## TASK STATEMENT
Give again, word for word, only the lines from the one containing "Args: query, the phrase to segment: **pepperoni" through the final line.

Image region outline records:
________________
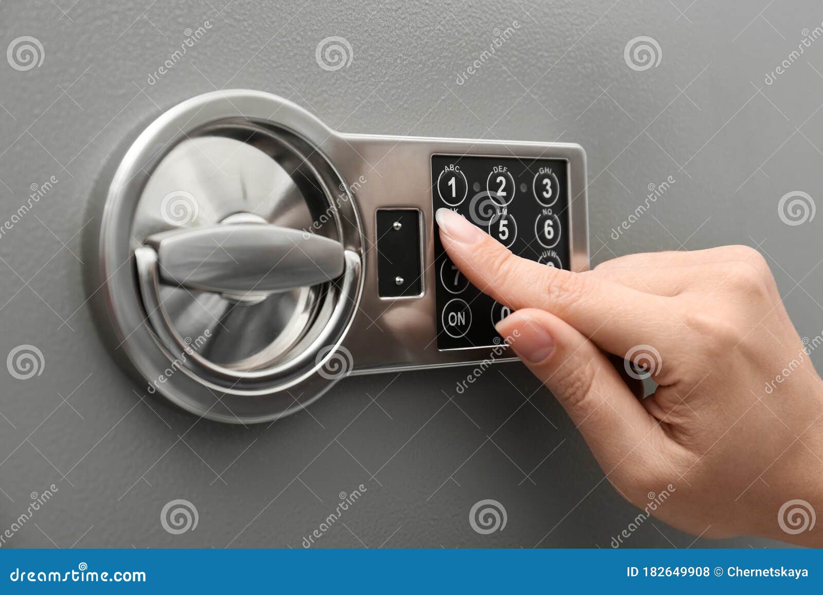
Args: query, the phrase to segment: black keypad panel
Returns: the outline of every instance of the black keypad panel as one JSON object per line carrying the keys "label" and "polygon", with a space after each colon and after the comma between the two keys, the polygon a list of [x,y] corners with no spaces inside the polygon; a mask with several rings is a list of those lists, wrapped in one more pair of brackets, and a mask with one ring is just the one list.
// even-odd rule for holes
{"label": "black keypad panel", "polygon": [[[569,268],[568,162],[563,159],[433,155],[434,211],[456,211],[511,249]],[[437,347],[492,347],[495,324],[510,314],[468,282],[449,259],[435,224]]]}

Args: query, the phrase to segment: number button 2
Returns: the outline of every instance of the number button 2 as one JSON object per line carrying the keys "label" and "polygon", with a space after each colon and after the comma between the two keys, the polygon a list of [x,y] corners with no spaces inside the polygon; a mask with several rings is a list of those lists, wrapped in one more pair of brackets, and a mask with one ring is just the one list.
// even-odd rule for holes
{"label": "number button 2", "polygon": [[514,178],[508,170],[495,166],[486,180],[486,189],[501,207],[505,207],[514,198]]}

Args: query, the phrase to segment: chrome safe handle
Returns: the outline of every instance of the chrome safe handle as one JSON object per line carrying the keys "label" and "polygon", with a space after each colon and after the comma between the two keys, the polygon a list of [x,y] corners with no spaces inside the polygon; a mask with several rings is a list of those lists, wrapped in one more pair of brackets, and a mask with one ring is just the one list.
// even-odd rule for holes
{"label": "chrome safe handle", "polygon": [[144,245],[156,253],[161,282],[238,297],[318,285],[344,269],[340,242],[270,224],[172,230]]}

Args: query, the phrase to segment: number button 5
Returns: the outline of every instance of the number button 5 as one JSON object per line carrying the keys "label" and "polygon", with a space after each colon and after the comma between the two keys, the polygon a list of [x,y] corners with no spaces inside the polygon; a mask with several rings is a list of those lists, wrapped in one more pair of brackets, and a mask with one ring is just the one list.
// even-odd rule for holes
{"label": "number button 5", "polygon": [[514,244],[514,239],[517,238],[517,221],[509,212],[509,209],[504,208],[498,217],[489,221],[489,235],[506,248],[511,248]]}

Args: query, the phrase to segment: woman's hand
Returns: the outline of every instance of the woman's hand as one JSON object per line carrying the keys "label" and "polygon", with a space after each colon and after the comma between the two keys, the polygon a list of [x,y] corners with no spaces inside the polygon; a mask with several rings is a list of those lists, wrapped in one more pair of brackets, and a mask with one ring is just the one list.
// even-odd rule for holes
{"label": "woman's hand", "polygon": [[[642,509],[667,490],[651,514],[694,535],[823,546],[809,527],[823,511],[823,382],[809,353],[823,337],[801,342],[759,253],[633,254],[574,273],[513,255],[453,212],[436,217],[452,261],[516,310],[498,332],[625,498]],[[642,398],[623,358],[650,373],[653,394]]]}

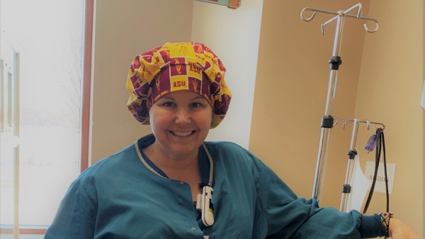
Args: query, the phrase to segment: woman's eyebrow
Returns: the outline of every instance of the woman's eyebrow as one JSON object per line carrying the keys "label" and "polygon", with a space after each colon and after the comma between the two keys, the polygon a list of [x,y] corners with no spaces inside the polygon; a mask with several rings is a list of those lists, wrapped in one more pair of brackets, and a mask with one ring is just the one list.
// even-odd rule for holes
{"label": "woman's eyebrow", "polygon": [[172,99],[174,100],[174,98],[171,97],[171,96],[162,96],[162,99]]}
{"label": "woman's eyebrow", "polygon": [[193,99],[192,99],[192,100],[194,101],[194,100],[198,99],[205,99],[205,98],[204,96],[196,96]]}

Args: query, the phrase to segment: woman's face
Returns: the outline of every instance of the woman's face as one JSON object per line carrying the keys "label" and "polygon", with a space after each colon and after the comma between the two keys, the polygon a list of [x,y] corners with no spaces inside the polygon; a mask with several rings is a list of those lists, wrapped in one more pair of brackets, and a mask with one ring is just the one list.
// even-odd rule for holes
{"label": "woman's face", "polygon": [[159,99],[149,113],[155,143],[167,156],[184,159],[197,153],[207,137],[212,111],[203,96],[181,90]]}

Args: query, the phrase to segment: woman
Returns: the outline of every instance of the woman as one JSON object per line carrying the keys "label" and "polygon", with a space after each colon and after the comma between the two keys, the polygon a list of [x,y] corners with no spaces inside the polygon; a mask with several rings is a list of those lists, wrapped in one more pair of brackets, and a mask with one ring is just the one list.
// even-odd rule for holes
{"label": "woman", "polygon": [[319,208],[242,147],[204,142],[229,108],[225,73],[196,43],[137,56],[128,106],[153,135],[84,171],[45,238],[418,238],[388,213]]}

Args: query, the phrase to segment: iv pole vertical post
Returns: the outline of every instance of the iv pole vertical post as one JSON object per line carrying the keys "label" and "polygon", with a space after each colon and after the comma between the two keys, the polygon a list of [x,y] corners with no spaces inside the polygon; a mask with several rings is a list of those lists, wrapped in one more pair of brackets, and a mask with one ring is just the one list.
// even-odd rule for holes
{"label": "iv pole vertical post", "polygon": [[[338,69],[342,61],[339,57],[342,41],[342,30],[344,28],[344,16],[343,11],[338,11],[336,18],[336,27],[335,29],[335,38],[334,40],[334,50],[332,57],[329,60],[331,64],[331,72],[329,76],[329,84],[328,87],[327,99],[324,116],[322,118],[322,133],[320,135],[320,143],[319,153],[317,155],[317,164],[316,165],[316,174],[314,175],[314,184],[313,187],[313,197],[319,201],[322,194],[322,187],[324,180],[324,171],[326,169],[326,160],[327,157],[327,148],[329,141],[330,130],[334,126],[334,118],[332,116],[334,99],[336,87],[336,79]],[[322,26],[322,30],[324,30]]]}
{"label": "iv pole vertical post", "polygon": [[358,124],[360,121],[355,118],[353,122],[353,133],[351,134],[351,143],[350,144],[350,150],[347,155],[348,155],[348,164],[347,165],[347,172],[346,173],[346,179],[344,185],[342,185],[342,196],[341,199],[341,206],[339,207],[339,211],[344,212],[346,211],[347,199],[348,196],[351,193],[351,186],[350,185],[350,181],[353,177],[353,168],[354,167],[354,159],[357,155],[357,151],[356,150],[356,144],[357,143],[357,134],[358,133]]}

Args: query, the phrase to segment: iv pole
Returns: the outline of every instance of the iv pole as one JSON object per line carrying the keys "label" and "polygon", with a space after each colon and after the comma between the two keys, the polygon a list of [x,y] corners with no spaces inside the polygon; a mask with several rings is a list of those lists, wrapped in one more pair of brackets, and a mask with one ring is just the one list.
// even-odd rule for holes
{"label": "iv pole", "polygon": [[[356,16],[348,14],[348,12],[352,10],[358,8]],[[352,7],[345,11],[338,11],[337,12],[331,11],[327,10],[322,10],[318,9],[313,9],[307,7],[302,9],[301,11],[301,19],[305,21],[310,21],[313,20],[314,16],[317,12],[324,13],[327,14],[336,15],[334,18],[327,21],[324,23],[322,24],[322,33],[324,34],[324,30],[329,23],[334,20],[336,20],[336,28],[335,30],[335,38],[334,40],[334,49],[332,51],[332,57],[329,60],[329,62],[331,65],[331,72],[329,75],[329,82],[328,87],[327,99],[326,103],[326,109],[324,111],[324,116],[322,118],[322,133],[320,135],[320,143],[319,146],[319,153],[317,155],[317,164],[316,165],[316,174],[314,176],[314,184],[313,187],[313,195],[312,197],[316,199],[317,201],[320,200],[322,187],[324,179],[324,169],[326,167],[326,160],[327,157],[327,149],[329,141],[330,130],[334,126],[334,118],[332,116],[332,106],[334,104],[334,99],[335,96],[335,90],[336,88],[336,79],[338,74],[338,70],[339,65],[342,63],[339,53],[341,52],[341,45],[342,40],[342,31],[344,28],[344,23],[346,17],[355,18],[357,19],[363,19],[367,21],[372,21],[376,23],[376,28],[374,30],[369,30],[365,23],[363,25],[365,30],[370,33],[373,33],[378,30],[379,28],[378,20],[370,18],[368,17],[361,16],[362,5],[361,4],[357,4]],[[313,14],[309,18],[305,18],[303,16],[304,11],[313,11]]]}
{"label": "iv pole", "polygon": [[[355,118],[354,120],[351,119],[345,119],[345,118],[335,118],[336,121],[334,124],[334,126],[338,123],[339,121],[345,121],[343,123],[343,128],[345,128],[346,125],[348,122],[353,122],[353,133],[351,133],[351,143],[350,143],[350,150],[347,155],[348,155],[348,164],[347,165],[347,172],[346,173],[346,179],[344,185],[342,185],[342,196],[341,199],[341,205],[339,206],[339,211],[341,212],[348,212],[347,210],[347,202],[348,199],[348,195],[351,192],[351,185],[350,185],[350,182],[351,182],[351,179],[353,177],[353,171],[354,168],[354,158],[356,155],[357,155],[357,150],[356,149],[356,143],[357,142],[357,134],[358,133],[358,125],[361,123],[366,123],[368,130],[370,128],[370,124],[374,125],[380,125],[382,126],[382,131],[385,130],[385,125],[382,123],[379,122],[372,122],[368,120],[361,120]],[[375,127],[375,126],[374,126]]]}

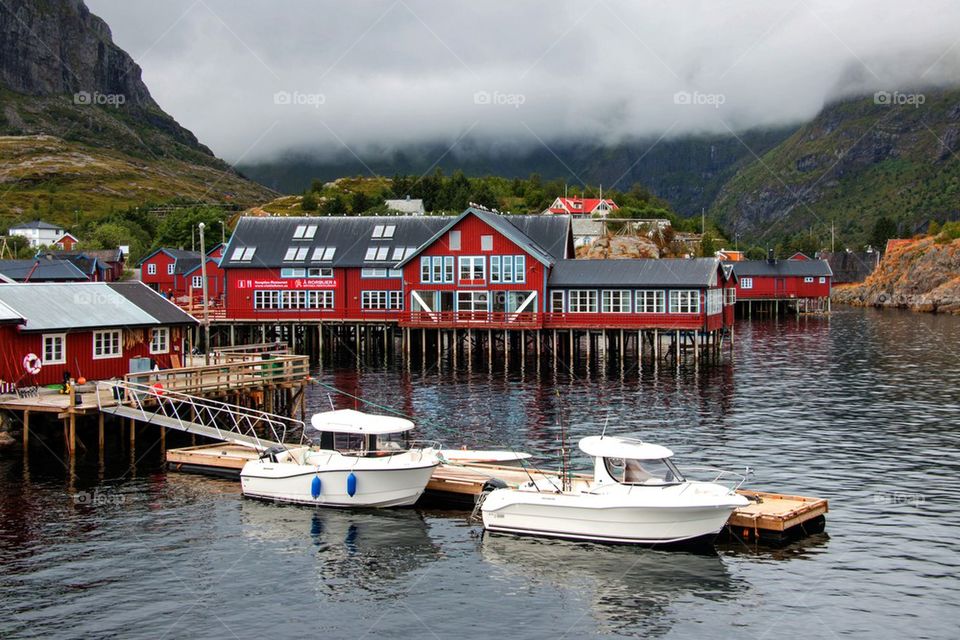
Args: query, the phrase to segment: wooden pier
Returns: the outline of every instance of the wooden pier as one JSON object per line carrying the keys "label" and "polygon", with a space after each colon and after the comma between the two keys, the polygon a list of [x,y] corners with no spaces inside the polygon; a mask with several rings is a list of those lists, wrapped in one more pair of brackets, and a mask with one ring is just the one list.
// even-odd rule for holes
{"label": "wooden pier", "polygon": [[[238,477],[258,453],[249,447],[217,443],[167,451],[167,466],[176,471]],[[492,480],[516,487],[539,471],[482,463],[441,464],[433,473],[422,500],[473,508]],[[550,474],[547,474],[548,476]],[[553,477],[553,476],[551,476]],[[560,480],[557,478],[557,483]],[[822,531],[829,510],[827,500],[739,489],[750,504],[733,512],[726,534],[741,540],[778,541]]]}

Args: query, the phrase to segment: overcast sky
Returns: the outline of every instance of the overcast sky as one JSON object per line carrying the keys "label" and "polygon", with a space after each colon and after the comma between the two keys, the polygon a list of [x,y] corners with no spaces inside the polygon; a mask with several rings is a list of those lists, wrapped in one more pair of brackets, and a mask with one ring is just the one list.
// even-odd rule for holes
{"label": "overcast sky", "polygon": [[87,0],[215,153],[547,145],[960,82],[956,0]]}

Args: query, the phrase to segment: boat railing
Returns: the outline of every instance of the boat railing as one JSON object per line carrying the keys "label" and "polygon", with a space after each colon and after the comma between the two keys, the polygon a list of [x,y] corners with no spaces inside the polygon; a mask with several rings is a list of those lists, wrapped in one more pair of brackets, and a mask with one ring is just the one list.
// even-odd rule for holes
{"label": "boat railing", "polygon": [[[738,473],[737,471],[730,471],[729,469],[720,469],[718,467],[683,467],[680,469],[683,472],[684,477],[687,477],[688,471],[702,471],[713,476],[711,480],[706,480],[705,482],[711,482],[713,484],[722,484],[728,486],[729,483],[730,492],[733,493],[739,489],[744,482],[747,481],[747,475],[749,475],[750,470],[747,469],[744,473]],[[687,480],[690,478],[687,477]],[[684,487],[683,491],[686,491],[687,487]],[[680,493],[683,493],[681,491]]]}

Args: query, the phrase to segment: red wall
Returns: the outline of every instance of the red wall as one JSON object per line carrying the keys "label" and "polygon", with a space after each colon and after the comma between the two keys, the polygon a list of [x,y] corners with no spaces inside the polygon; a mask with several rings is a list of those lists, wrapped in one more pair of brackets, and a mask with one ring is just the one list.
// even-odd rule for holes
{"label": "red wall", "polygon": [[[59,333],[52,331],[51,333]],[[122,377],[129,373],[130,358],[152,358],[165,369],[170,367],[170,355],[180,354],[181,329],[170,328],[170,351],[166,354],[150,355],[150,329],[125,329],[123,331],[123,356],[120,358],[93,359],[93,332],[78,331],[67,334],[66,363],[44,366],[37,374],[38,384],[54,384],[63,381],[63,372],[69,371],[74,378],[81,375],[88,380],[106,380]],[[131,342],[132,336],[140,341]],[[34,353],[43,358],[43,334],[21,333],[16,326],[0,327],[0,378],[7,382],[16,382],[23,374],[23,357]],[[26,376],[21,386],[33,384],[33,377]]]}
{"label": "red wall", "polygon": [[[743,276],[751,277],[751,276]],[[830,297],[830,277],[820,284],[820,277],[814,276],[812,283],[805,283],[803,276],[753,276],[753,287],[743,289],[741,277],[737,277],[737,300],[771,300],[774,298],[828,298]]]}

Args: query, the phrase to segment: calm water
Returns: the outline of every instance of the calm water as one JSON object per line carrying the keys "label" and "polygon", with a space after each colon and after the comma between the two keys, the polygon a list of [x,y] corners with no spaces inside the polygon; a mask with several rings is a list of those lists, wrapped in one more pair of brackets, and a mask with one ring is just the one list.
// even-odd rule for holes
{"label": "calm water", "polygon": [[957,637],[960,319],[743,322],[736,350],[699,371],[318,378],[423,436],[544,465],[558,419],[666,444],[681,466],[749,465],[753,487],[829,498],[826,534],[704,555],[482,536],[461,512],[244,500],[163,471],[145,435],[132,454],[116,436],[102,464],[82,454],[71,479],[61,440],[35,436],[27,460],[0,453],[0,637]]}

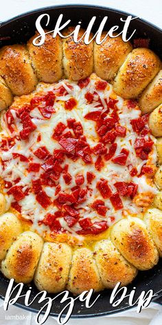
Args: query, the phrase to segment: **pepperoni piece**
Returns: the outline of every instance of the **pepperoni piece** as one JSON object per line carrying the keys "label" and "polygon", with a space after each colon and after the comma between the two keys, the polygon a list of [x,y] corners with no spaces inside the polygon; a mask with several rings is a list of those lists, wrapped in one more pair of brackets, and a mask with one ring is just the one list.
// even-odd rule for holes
________________
## ANSWER
Args: query, the phrase to segment: **pepperoni piece**
Returns: the outline of every instance of the **pepperoni piece** as one JSON object per line carrying the keys "label" and "polygon", with a space after each colon and after the comma between the two keys, the polygon a list of [x,y] corners with no spaces inside the polygon; a mask with several rings is a list of those lists, wrapped in one more pair of brackets, and a mask with one ring is just the one list.
// even-odd rule for holes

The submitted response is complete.